*What the exercise asks*.
Repeat the material below with "firefighter" replaced by "emergency responder" and everything else unchanged, leaving out the pictures.

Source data
###

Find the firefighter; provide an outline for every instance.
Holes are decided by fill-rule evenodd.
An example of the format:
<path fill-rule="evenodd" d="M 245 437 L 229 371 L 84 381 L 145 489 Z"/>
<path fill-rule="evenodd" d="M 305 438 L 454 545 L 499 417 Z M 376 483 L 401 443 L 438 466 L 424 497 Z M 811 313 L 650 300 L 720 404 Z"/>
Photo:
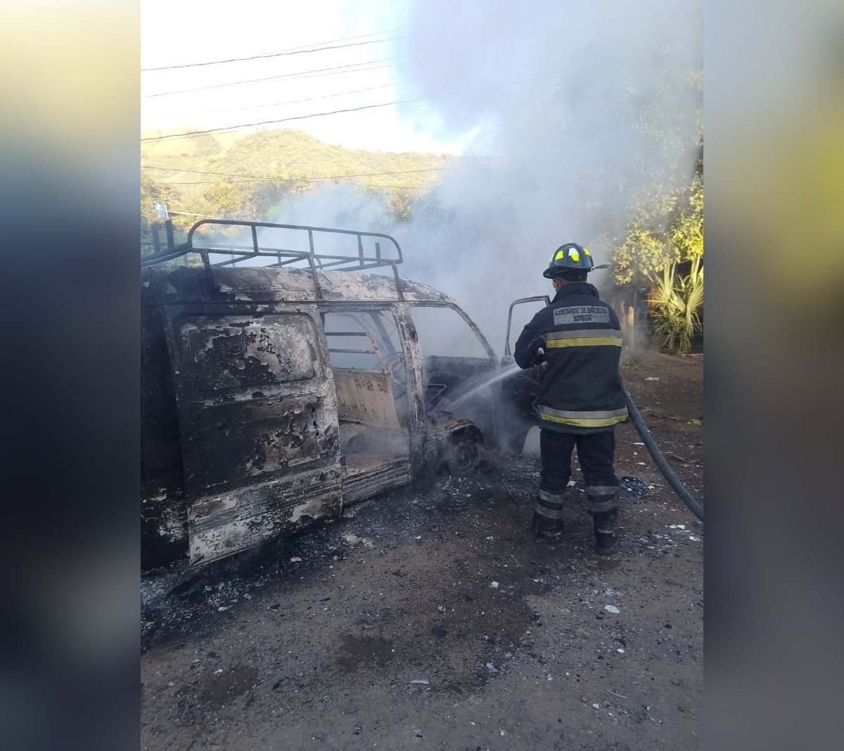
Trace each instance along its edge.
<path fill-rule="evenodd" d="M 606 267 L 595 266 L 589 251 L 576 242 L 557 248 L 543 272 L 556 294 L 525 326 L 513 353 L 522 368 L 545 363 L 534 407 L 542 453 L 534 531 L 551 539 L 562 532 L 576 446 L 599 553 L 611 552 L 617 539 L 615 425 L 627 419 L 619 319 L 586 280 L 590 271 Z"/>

###

*Answer to this exercise*.
Find the emergency responder; provide an outline for every instance.
Holes are decided by fill-rule evenodd.
An example of the format:
<path fill-rule="evenodd" d="M 245 437 L 229 371 L 84 381 L 145 489 Z"/>
<path fill-rule="evenodd" d="M 305 438 L 454 545 L 499 417 Z M 376 483 L 401 443 L 438 466 L 424 497 Z M 811 313 L 650 300 L 720 404 Z"/>
Photo:
Trace each instance along its edge.
<path fill-rule="evenodd" d="M 606 267 L 595 266 L 589 251 L 576 242 L 557 248 L 543 272 L 556 294 L 525 326 L 513 353 L 522 368 L 545 363 L 534 407 L 542 453 L 534 531 L 551 539 L 562 532 L 576 446 L 599 553 L 611 552 L 617 539 L 615 425 L 627 419 L 619 319 L 586 280 L 590 271 Z"/>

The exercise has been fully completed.